### Task directions
Copy without any change the lines of the entries from the line containing "trace --target railroad" up to and including the final line of the entries.

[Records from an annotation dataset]
(begin)
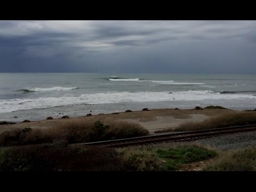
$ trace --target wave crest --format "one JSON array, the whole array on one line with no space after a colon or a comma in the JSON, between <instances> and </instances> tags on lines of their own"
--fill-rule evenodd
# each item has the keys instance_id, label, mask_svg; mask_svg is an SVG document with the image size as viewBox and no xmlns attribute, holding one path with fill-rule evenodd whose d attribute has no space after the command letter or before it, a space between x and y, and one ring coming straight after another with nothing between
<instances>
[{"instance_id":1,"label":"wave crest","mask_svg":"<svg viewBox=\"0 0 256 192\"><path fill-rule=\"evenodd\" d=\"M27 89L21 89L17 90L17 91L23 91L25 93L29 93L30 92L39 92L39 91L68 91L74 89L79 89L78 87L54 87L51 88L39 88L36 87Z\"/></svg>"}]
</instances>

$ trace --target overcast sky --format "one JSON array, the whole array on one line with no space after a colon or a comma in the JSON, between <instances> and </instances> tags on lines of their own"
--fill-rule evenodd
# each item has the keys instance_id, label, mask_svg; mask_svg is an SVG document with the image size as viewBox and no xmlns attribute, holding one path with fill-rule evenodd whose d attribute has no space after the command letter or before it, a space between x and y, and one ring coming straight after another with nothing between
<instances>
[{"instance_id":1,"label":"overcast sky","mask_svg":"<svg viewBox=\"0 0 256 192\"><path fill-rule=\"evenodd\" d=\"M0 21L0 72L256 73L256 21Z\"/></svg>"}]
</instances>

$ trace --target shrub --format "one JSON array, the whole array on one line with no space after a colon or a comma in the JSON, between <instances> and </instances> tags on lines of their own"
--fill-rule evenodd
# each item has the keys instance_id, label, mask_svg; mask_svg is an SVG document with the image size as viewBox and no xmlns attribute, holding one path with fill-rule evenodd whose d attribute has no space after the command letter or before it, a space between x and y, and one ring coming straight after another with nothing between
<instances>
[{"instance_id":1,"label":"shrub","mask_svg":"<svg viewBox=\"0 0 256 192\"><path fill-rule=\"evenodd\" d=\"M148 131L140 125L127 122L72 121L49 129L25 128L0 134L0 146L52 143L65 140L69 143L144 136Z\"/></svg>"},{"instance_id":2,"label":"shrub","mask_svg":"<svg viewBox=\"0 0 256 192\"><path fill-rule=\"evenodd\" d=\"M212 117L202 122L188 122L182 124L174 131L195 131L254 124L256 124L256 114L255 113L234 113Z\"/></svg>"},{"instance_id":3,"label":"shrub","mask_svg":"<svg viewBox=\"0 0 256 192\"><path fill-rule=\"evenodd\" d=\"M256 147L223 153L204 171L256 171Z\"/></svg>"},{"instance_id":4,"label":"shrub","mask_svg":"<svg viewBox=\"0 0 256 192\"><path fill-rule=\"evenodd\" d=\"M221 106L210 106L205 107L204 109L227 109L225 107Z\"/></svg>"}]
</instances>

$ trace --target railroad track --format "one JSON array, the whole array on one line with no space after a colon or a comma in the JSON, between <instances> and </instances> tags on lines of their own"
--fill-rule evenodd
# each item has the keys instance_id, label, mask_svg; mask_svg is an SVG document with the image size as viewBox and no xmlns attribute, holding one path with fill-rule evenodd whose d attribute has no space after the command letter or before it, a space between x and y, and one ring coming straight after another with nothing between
(end)
### Answer to this task
$ trace --target railroad track --format "one JSON array, the whole array on one line with no space after a colon or a comma in the JSON, between <instances> and </instances> tags on lines of their own"
--fill-rule evenodd
# each item has the keys instance_id, label, mask_svg; mask_svg is an SVG document with the image size as viewBox and no xmlns attribute, holding one path with fill-rule evenodd whose d attribute has no space after the command letter or before it, a space between x and y, and one ring coming straight after another with nothing between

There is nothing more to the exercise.